A safe and inexpensive antibiotic used to treat acne may also be useful for people living with HIV who combine it with standard antiretroviral therapy, according to a research article and an accompanying editorial published in the April 15 issue of The Journal of Infectious Diseases (JID). According to researchers at Johns Hopkins University School of Medicine in Baltimore, minocycline’s anti-inflammatory properties effectively target dormant HIV-infected CD4 cells in the body and, as a result, prevent the virus from reactivating and replicating.

The idea behind using minocycline in combination with ARV treatment came about when Gregory Szeto, a graduate student in the Department of Cellular and Molecular Medicine at Hopkins, and his colleagues learned of research showing that minocycline—a popular broad-spectrum antibiotic frequently used to treat acne—had anti-inflammatory effects on CD4 cells in patients with rheumatoid arthritis and cystic fibrosis.

The researchers also drew upon studies conducted at Hopkins showing that minocycline treatment had multiple beneficial effects in monkeys infected with SIV, the primate version of HIV. The level of SIV in the cerebrospinal fluid, the amount of SIV RNA in the brain and the severity of central nervous system disease in monkeys treated with minocycline were significantly decreased. The drug was also shown to affect CD4 cell activation and proliferation. 

In a Hopkins press release and video (see below), Janice Clements, PhD, a professor of molecular and comparative pathobiology at Hopkins and a coauthor of the study, explained that minocycline add-on therapy may help keep the virus locked in a dormant state. “While HAART is really effective in keeping down active replication,” she said, “minocycline is another arm of defense against the virus.”

Another advantage to using minocycline, Clements said, “is that the virus appears less able to develop resistance because minocycline targets cellular pathways not viral proteins.”

The curious effects of minocycline in animal models prompted Szeto’s group to conduct test tube studies to explore how minocycline treatment affects latently infected CD4 cells—inactive immune system cells containing HIV that can be reactivated if ARV treatment is stopped or if doses are missed. The team first isolated inactive HIV-infected CD4 cells and treated half with minocycline. Upon counting the number of reactivated virus particles, Szeto and his colleagues found completely undetectable levels in the treated cells versus detectable levels in the untreated cells.

_Work request 1_
Please reproduce the minocycline article word for word, everything from "The curious effects" down to "the untreated cells.".
_Work request 2_
List the measures that the minocycline article says were significantly decreased in monkeys treated with minocycline.

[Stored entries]

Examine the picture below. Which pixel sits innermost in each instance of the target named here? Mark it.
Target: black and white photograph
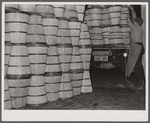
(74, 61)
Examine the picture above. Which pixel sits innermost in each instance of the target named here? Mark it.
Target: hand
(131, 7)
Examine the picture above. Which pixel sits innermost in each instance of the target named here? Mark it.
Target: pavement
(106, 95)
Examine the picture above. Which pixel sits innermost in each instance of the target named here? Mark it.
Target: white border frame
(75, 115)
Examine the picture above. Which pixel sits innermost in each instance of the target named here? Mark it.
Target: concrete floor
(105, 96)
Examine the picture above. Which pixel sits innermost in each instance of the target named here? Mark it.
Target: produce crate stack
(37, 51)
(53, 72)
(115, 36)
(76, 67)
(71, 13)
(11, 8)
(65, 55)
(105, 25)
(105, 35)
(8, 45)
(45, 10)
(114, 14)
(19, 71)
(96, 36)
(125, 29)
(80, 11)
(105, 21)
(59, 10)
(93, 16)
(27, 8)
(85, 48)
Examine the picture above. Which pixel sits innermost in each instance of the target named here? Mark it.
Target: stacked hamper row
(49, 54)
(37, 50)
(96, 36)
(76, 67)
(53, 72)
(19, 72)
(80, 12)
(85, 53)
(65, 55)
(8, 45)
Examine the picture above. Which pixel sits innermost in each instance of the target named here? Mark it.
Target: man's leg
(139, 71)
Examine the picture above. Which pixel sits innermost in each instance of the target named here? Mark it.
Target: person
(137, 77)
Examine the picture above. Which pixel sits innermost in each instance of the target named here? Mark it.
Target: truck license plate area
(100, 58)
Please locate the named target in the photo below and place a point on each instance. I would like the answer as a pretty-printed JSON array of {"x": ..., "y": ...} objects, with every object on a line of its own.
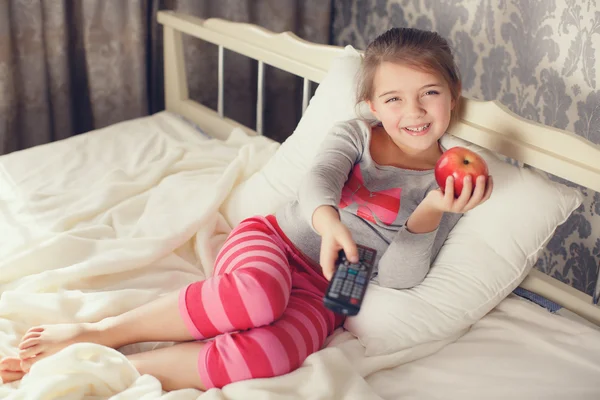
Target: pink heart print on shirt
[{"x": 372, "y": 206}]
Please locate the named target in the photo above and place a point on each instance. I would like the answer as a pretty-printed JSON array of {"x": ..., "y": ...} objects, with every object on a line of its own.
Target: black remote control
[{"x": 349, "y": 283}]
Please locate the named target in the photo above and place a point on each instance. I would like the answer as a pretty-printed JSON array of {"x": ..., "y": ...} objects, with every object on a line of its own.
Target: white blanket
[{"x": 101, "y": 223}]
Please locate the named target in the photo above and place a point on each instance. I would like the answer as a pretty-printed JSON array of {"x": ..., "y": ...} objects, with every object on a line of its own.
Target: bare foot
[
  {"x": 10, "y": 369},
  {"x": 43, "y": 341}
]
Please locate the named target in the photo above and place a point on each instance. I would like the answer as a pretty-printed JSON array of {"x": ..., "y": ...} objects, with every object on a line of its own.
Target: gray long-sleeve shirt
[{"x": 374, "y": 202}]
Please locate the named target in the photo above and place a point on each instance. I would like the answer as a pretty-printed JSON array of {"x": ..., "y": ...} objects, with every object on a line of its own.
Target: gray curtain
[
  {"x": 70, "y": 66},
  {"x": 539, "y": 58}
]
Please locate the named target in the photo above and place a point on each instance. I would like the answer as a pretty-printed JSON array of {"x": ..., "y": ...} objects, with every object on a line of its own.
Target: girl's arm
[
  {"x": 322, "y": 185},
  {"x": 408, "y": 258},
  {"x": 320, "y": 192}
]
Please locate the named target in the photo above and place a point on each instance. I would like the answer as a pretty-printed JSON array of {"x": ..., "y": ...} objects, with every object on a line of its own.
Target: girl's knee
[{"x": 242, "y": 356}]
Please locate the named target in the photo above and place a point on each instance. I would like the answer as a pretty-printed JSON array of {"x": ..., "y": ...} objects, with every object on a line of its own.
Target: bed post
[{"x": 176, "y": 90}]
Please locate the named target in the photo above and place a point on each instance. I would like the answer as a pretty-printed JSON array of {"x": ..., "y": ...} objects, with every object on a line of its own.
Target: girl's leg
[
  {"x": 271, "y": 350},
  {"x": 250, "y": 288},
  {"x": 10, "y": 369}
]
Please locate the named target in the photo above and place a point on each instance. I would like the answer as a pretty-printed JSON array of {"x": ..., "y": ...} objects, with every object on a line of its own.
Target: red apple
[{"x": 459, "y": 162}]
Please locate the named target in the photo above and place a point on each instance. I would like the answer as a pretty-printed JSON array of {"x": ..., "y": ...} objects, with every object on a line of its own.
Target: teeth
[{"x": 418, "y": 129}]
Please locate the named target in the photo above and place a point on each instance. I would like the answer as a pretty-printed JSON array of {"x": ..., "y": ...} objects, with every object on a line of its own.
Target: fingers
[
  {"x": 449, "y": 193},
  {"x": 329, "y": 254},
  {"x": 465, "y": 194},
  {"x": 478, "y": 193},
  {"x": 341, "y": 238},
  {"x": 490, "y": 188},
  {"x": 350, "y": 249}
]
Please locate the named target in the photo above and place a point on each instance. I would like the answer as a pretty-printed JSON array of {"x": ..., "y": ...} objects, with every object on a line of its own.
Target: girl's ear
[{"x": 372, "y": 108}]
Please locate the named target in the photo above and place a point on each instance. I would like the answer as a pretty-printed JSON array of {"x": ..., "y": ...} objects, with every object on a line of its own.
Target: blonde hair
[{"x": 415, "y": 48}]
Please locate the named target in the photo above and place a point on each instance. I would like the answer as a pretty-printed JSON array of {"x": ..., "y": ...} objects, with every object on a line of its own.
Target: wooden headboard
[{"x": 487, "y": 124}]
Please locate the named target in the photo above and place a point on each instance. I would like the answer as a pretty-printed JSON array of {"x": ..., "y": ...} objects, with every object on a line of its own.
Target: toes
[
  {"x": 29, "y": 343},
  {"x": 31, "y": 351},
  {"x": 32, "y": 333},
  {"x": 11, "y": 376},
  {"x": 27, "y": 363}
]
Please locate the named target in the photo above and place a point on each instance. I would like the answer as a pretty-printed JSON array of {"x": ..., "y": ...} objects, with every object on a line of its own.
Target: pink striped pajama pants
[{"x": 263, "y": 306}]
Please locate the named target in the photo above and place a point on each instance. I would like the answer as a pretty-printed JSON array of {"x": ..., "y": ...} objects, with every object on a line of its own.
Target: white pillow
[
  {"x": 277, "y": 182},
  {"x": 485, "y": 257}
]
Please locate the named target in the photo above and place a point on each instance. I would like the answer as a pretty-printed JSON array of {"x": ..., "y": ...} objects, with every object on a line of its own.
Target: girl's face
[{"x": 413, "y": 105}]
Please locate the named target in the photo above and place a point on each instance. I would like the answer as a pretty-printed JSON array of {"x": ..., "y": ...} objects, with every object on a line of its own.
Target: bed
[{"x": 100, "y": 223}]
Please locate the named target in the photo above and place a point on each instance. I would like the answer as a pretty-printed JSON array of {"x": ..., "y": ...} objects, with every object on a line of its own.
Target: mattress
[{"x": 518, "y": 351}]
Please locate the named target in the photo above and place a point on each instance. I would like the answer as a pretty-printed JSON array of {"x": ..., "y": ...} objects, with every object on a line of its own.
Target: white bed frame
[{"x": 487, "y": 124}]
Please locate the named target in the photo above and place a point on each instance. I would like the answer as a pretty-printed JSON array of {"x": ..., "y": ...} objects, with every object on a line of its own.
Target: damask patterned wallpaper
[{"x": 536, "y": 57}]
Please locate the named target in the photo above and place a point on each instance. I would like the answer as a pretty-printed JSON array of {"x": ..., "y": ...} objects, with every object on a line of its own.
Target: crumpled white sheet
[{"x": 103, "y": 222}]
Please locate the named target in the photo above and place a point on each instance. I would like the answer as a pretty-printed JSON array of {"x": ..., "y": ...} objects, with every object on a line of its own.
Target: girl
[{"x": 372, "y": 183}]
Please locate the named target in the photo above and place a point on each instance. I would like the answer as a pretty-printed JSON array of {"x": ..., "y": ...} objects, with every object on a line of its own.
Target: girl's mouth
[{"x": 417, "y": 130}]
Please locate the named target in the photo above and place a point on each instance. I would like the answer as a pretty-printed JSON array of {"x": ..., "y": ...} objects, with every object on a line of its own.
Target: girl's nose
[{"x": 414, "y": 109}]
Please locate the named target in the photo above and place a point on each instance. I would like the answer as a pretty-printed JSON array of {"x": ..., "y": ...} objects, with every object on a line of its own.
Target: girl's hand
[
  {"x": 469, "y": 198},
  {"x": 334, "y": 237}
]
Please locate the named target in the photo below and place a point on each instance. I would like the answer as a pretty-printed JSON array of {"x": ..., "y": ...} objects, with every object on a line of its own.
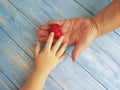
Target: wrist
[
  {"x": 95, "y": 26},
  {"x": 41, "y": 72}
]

---

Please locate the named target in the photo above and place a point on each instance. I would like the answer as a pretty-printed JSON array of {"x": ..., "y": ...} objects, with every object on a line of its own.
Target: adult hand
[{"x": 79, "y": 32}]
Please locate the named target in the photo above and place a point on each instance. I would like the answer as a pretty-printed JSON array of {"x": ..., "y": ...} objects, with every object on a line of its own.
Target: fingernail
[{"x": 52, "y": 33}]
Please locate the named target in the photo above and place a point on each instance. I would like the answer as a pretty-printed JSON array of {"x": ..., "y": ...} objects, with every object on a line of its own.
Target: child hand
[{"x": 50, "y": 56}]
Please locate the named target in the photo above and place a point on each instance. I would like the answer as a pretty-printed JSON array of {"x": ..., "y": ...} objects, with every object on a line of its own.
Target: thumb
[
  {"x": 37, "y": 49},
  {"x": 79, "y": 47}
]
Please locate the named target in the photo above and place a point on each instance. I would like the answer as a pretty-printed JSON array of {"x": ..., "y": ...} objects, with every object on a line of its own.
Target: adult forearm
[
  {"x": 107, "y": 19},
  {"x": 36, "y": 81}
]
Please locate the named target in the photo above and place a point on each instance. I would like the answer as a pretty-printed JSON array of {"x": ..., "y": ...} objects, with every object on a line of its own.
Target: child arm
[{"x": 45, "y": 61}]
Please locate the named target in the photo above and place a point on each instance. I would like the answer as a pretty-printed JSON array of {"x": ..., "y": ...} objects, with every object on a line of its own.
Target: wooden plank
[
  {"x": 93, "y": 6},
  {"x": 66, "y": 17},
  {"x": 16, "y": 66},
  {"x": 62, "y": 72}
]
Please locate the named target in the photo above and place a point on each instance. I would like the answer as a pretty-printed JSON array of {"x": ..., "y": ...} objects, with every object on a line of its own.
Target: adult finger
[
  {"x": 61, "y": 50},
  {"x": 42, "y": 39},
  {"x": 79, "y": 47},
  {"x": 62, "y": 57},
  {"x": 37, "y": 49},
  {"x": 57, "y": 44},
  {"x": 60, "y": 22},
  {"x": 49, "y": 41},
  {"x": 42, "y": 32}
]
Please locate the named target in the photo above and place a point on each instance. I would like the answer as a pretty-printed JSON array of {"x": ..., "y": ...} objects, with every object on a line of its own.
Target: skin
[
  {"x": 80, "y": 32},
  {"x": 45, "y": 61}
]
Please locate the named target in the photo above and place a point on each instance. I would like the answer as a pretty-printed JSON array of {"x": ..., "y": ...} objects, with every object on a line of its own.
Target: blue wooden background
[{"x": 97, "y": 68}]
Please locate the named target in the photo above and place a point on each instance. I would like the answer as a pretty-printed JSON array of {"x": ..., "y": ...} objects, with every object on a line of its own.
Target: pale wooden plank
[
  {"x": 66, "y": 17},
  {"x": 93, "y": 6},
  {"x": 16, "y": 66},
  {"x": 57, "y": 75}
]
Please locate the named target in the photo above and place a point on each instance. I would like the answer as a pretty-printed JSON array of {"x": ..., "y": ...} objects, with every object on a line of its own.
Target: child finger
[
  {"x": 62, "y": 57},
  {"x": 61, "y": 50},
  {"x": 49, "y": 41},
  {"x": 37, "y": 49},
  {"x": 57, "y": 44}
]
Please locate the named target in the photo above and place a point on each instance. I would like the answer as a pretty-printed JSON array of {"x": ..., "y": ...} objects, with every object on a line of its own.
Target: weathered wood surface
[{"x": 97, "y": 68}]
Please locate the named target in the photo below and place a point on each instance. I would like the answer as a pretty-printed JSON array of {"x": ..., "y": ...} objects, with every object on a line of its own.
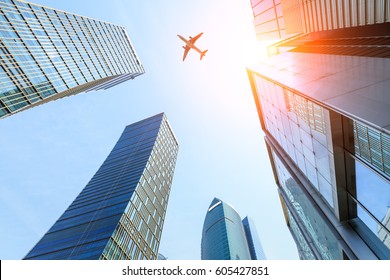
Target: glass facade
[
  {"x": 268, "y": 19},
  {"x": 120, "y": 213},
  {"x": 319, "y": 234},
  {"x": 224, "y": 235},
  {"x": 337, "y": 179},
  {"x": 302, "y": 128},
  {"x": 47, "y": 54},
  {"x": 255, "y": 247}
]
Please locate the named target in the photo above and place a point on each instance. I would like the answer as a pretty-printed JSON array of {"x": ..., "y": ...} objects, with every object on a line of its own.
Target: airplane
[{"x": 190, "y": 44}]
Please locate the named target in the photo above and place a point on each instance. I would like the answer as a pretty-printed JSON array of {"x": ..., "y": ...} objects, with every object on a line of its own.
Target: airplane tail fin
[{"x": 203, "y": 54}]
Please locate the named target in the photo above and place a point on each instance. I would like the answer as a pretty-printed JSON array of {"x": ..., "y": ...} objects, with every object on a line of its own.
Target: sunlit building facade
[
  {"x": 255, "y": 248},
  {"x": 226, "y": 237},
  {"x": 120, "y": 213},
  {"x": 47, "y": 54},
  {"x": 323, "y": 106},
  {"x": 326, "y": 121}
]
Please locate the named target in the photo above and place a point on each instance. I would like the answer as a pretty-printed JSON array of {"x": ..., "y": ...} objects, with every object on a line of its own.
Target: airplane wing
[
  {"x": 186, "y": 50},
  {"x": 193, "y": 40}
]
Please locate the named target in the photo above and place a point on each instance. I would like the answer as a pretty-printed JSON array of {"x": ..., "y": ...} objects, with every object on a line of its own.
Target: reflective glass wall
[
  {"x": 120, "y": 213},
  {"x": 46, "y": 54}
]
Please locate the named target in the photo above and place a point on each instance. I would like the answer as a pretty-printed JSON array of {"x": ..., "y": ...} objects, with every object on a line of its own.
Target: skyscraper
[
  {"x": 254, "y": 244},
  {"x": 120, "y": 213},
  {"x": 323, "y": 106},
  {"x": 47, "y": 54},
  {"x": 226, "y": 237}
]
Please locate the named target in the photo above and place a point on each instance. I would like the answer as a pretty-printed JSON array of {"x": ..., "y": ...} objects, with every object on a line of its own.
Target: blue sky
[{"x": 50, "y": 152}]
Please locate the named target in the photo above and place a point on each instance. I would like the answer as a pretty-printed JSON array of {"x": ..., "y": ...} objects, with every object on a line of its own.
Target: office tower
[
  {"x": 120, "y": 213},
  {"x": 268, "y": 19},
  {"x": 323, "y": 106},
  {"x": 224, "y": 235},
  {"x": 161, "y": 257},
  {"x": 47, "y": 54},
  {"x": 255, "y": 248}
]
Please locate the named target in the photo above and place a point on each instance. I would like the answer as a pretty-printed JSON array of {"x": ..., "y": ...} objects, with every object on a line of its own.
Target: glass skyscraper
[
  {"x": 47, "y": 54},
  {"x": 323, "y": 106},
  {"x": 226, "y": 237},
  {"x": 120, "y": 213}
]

_Reply 1_
The curious effects of minocycline in animal models prompted Szeto’s group to conduct test tube studies to explore how minocycline treatment affects latently infected CD4 cells—inactive immune system cells containing HIV that can be reactivated if ARV treatment is stopped or if doses are missed. The team first isolated inactive HIV-infected CD4 cells and treated half with minocycline. Upon counting the number of reactivated virus particles, Szeto and his colleagues found completely undetectable levels in the treated cells versus detectable levels in the untreated cells.

_Reply 2_
- The level of SIV in the cerebrospinal fluid
- The amount of SIV RNA in the brain
- The severity of central nervous system disease